** INSTRUÇÕES **
A – Resuma em duas frases o texto sobre teleféricos.
B – Indique todos os locais que, segundo o texto sobre teleféricos, o novo teleférico anunciado vai ligar.

Desde a sala de aulas, no primeiro ciclo, que ouvia falar do “Cerro El Avila”, das suas belíssimas paisagens e do emocionante que era subir de teleférico até ao cume do hoje denominado Parque Nacional Waraira Repano, com vistas únicas sobre a cidade de Caracas.
Não percebia muito bem o porquê de o teleférico ter estado encerrado durante tanto tempo (mais de uma década), mas isso não era relevante. O que importava era que, retomada a atividade, íamos finalmente andar. Nem equacionamos a possibilidade de não correr bem. Aliás, nem os relatos pavorosos dos meus primos sobre acidentes e paragens de cabines a meio percurso nos conseguiram demover.
De “ranchera”, felizes, estrada fora, sem as regras de segurança rodoviária que hoje achamos imprescindíveis, seguíamos para o nosso destino.
(Um à parte sobre a “ranchera”: sou de uma família hoje designada de numerosa. Tenho quatro irmãs. Como tal, um casal com cinco filhas só poderia dar passeios em família se tivesse uma carrinha de sete lugares. Era isso ou deixava duas filhas em casa! Os meus pais, que trabalhavam todos os dias, folgavam ao domingo à tarde e, religiosamente, todas as semanas, arranjavam forças para “dar uma voltinha com as pequenas”).
Aquela primeira subida ficou-me gravada na memória para sempre, sobretudo pelo espetáculo extraordinário que nos proporcionou.
Quando os meus pais decidiram regressar a Portugal, entre as muitas promessas que fiz, houve uma que me marcou: voltar àquele país. Entoava, com uma das minhas irmãs, uma música da nossa autoria, onde depositávamos esperança em visitar novamente a Venezuela, “este lindo país”, as suas paisagens, as suas praias e tudo o que de tão bonito tem para mostrar um país que, já na década de 90, após uma tentativa de golpe de Estado, oferecia muitas incertezas.
Apesar dos planos, o regresso demorou. Só treze anos depois é que voltei a Caracas.
Foi então que visitei novamente, de teleférico, o “Cerro El Avila” e consegui reviver a infância, embora faltassem os meus pais e as minhas irmãs. Ainda assim, foi uma sensação excecional.
Vem isto a propósito do anunciado projeto para a construção de um teleférico que vai ligar o Curral das Freiras ao Montado do Paredão e este à Boca da Corrida. E da forma como fico sempre entusiasmada com teleféricos, embora tenha algumas vertigens.
Ao longo da minha vida, muitas vezes, quando visitava a Boca da Corrida, no topo da freguesia do Jardim da Serra, junto ao miradouro com vista para o Curral das Freiras, bem lá em baixo, mais do que uma vez, ouvi alguém dizer, em tom jocoso, que com um teleférico “era um instantinho”.
Ora bem! Se o estudo de impacto ambiental tiver parecer favorável e tudo correr como esperado, este investimento privado de 35 milhões de euros poderá mesmo concretizar-se e será um sonho pretensioso e quase impossível tornado realidade. Se assim for, teremos não só mais uma forma de acesso ao Jardim da Serra, mas sobretudo uma inovadora atração turística que vai valorizar o concelho e as duas freguesias.

** CONJUNTO DE DADOS **
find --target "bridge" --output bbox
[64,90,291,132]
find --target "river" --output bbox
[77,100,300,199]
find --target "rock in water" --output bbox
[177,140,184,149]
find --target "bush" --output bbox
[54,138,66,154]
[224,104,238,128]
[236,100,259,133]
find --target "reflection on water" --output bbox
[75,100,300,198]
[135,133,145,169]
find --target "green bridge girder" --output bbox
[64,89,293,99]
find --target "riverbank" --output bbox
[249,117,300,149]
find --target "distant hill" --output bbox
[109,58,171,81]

** SOLUÇÕES DAS TAREFAS **
A – O texto recorda a primeira subida de teleférico ao "Cerro El Avila", com vistas sobre Caracas, uma memória de infância que só voltou a ser vivida treze anos depois do regresso da família a Portugal. Estas lembranças surgem a propósito do projeto de um teleférico entre o Curral das Freiras, o Montado do Paredão e a Boca da Corrida, um investimento privado de 35 milhões de euros que, se o estudo de impacto ambiental tiver parecer favorável, poderá criar um novo acesso ao Jardim da Serra e uma atração turística inovadora.

B – Curral das Freiras, Montado do Paredão, Boca da Corrida